*Assignment*. Every record shown here must be duplicated without change.

--- Provided entries ---

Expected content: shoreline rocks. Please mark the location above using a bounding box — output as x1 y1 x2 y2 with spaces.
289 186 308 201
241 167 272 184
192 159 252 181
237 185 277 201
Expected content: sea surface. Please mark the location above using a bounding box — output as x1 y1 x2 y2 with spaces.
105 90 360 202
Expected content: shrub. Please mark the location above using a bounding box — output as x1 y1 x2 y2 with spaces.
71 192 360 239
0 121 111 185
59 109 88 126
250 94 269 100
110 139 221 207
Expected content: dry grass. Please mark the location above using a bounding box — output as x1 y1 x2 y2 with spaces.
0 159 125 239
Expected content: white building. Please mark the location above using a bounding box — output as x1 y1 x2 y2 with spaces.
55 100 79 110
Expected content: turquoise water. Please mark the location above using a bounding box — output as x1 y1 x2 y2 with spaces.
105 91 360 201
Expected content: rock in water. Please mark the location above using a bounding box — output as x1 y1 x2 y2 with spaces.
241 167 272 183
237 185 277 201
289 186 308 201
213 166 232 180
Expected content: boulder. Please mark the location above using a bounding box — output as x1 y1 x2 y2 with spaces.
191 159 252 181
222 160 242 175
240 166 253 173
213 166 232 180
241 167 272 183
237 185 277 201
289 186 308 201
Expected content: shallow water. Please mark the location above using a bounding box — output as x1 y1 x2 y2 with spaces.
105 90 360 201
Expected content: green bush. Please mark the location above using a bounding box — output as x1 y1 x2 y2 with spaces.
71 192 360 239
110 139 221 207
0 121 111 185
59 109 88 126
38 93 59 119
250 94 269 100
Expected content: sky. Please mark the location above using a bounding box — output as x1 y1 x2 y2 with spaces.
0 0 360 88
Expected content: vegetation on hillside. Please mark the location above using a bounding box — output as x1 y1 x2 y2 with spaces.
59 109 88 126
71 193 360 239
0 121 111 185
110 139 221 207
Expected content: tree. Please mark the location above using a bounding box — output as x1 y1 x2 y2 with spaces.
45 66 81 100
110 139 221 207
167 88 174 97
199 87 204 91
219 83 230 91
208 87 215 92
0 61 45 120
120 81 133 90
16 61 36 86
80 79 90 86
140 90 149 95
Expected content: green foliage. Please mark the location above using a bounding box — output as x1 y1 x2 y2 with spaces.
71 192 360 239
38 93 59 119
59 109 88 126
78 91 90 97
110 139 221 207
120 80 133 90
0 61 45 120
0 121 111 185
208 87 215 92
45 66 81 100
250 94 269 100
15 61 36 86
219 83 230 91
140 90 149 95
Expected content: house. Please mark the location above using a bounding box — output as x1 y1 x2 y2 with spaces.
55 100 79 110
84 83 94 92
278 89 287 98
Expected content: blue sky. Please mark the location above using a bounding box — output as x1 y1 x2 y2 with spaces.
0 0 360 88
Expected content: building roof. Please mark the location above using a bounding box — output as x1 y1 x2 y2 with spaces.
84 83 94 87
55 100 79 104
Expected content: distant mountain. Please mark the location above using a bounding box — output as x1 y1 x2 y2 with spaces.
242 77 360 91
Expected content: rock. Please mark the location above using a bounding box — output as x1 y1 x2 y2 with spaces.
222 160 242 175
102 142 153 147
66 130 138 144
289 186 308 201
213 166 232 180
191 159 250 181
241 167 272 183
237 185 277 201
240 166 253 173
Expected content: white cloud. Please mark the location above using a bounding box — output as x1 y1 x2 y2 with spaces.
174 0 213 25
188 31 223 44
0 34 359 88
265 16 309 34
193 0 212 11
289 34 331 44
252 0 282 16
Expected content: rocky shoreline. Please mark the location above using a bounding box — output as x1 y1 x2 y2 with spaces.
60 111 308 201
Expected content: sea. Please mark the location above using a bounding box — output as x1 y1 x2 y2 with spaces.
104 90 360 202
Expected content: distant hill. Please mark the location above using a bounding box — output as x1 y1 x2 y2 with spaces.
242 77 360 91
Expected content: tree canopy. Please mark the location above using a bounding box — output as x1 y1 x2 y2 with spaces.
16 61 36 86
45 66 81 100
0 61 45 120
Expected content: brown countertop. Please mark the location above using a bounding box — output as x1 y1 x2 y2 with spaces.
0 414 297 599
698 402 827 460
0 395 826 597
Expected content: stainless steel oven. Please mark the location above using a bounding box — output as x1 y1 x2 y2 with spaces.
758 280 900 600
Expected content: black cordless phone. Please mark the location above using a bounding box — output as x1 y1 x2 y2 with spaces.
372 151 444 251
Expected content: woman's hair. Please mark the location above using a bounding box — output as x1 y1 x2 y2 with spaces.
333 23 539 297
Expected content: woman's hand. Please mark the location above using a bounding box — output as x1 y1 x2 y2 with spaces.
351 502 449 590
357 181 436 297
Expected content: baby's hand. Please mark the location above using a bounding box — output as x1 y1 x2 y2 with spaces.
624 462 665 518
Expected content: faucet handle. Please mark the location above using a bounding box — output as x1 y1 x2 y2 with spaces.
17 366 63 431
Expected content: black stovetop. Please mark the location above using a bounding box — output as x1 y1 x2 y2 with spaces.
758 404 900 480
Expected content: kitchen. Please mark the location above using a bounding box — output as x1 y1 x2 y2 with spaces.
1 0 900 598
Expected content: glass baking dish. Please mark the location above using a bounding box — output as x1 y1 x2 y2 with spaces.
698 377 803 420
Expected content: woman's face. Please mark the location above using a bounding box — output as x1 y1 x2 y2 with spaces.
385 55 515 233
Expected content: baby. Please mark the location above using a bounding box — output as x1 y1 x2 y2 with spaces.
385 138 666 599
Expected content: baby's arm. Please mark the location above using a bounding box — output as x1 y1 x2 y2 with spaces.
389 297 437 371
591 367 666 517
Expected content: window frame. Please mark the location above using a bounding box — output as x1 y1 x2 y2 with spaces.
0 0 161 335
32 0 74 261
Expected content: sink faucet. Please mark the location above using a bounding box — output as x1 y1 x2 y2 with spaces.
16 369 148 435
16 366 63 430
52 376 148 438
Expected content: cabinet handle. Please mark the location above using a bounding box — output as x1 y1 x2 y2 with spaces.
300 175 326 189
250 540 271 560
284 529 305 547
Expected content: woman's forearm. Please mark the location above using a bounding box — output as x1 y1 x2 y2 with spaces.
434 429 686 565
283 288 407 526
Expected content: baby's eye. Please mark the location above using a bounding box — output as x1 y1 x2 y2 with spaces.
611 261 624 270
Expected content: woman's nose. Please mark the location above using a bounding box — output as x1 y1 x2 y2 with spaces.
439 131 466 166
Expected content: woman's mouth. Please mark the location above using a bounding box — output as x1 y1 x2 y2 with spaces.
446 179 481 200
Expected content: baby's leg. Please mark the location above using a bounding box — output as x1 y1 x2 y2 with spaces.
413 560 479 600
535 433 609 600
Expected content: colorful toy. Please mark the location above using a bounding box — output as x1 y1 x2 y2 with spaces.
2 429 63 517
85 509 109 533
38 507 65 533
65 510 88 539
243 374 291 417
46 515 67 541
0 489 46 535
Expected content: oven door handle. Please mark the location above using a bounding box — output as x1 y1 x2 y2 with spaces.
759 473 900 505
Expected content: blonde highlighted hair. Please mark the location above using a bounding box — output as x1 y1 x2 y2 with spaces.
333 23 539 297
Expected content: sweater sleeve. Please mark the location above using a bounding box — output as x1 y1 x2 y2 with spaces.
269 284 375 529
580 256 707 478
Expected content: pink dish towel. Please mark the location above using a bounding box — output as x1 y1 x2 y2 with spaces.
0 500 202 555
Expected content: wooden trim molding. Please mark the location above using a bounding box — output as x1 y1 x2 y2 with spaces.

---

*Output of the exercise*.
Expected content: shoreline rocks. Please mark the location above using a bounding box — output as x1 y1 x2 y2 with spaces.
289 186 308 201
241 167 272 184
192 159 252 181
237 185 277 201
Expected content: sea surface. Please mark the location above using a bounding box — output as x1 y1 x2 y2 with spaces.
105 90 360 202
Expected content: shrub. Please mark the location above using a bounding box — output as x1 y1 x2 y2 with spaces.
71 192 360 239
0 121 111 185
59 109 88 126
250 94 269 100
110 139 221 207
Expected content: dry grass. Please mark the location above using a bounding box — output as x1 y1 x2 y2 with spaces.
0 159 125 239
Expected content: white building. Please mark the location above using a bounding box — output as x1 y1 x2 y2 with spaces.
55 100 79 110
Expected content: turquoise water. Please mark the location above using a bounding box — output as x1 y1 x2 y2 with spaces.
105 91 360 201
Expected content: rock in water. Please mark the location above using a bounding box — output as x1 y1 x2 y2 with spaces.
241 167 272 183
237 185 277 201
289 186 308 201
213 166 232 180
Expected content: boulder. Please mark the location above using a bounding box — output as x1 y1 x2 y2 with spaces.
191 159 252 181
222 160 242 175
240 166 253 173
213 166 232 180
241 167 272 183
237 185 277 201
289 186 308 201
Expected content: shallow water. Please mark the location above using a bounding box — output as x1 y1 x2 y2 with spaces.
105 90 360 201
Expected content: green bush. Please mark the location above using a bounding box — output as x1 y1 x2 y2 with spaces.
71 192 360 239
110 139 221 207
0 121 111 185
59 109 88 126
38 93 59 119
250 94 269 100
Expected content: sky. Please mark the location above using a bounding box — output as x1 y1 x2 y2 with spaces.
0 0 360 88
Expected content: vegetation on hillside. Please mark the location above using a bounding box — output as x1 y1 x2 y2 with spaces.
59 109 88 126
71 193 360 239
0 121 111 185
110 139 221 207
Expected content: tree. Please mark the location above using a bounding box — output as x1 y1 x2 y2 with spaces.
45 66 81 100
110 139 221 207
167 88 174 97
199 87 204 91
219 83 230 91
208 87 215 92
0 61 45 120
120 81 133 90
16 61 36 86
80 79 90 86
140 90 149 95
Expected content: green foliage. Please mark the location above using a bounding box — output as x1 y1 x2 y2 with spaces.
71 192 360 239
38 93 59 119
59 109 88 126
78 91 90 97
110 139 221 207
120 80 133 90
0 61 45 120
0 121 111 185
208 87 215 92
45 66 81 100
250 94 269 100
15 61 36 86
219 83 230 91
140 90 149 95
Expected content: house. Please mark the location above using a bounding box — output as x1 y1 x2 y2 with spaces.
55 100 79 110
84 83 94 92
278 89 287 98
Expected content: blue sky. Please mark the location above using a bounding box — output as x1 y1 x2 y2 with spaces.
0 0 360 88
Expected content: building roof. Please mark the location above using a bounding box — output as x1 y1 x2 y2 with spaces.
84 83 94 87
55 100 79 104
Expected content: distant mountain. Please mark the location above using a bounding box — output as x1 y1 x2 y2 with spaces.
242 77 360 91
Expected content: rock. Please mark the location above using a bounding box — output as x1 y1 x2 y2 with spaces.
222 160 242 175
102 142 153 147
66 130 138 144
289 186 308 201
213 166 232 180
191 159 250 181
241 167 272 183
237 185 277 201
240 166 253 173
Expected content: white cloud. Please mark the location above using a bounding box — output as x1 y1 x2 y2 with spaces.
174 0 213 25
188 31 223 44
0 34 359 88
265 16 309 34
193 0 212 11
289 34 331 44
252 0 282 16
Expected content: rocky shoreline. Please mark the location above using a bounding box — output as x1 y1 x2 y2 with spaces.
60 111 308 201
Expected content: sea. Please mark the location above using a bounding box — output as x1 y1 x2 y2 with spaces.
104 90 360 202
Expected content: distant hill. Please mark the location above using a bounding box — output as x1 y1 x2 y2 with spaces.
242 77 360 91
Expected content: tree canopy. Please mark the location above using a bounding box — output as x1 y1 x2 y2 with spaces.
16 61 36 86
45 66 81 100
0 61 45 120
Expected content: brown countertop. Please mark the location above using a bounding box — output as x1 y1 x2 y2 with spaces.
0 414 297 599
698 402 827 460
0 395 826 597
Expected content: stainless steel oven. Please mark the location above using a bounding box — output as x1 y1 x2 y2 with spaces.
758 280 900 600
Expected content: black cordless phone. Please mark the location above using a bounding box — output as x1 y1 x2 y2 with spaces.
372 151 444 251
Expected content: woman's hair. Please mark the location above using a bounding box — output as x1 y1 x2 y2 with spaces.
333 23 539 297
Expected content: woman's hand. Please mark the location above using a bounding box — output as x1 y1 x2 y2 with spaces.
351 502 449 590
357 181 436 297
Expected content: baby's hand. Please mark the location above using a bounding box — output as x1 y1 x2 y2 with spaces.
624 462 665 518
Expected content: faucet handle. Please mark the location above using a bounding box — output as x1 y1 x2 y2 with spaces.
17 366 63 431
Expected content: black stovetop. Please mark the location above using a bounding box — output as x1 y1 x2 y2 with spaces.
758 404 900 480
Expected content: kitchen. Please mark the location above using a bounding box — output as x1 y1 x2 y2 with spaces.
1 0 900 598
Expected content: glass baking dish. Please mark the location above using a bounding box — output as x1 y1 x2 y2 with spaces.
698 377 803 420
Expected content: woman's face. Please mark the location above using a bounding box — output as x1 y1 x2 y2 with spaces.
385 55 515 233
Expected content: baby. Please mark the location above using a bounding box — output as x1 y1 x2 y2 with spaces.
385 138 666 599
Expected content: baby's arm. Please mark the location above using a bounding box — output as x1 y1 x2 y2 with spaces.
389 297 437 371
591 367 666 517
Expected content: window frame. Please mark the location above using a bounding box — output as x1 y1 x2 y2 with spaces.
0 0 161 335
32 0 74 261
Expected content: sink faucet. Please mark the location above using a bounding box — output as x1 y1 x2 y2 with spaces.
16 369 148 435
16 366 63 430
52 376 148 438
Expected content: cabinet handle. Please mark the location above using a bounding box — output as x1 y1 x2 y2 with spaces.
300 175 326 189
250 540 271 560
284 529 305 547
Expected content: woman's forearm. Please mark the location above using a bounding box — output as x1 y1 x2 y2 with spaces.
434 429 686 565
283 288 407 526
Expected content: baby's eye. Please mark the location above using a bounding box — output as x1 y1 x2 y2 with spaces.
611 261 624 270
Expected content: woman's nose. Please mark the location above using a bounding box — output as x1 y1 x2 y2 with spaces.
439 131 466 166
Expected content: woman's mouth. Please mark the location above using a bounding box — output as x1 y1 x2 y2 with spaces.
446 179 481 200
Expected content: baby's leg. Please mark the location above using a bounding box — output as x1 y1 x2 y2 with spaces.
413 560 479 600
535 433 609 600
Expected content: colorful toy. Please mark the location above using a bounding box — output as x1 y1 x2 y2 with spaces.
2 429 63 517
85 509 109 533
38 507 65 533
65 510 88 539
243 374 291 417
46 515 67 541
0 489 46 535
Expected content: oven door handle. Please mark the location above using a bounding box — output as x1 y1 x2 y2 with spaces.
759 473 900 505
Expected content: blonde highlighted hair. Please mark the location above using a bounding box — output as x1 y1 x2 y2 with spaces.
333 23 539 297
Expected content: sweater sleeve. Please mark the location above using a bounding box — output as x1 y1 x2 y2 with spaces.
269 284 375 529
580 256 707 478
Expected content: pink dish towel. Please mark the location above using a bounding box — output as x1 y1 x2 y2 with spaces.
0 500 202 555
Expected content: wooden trim molding. Please mark the location above using a bounding box — output as x1 y1 x2 y2 with spaces.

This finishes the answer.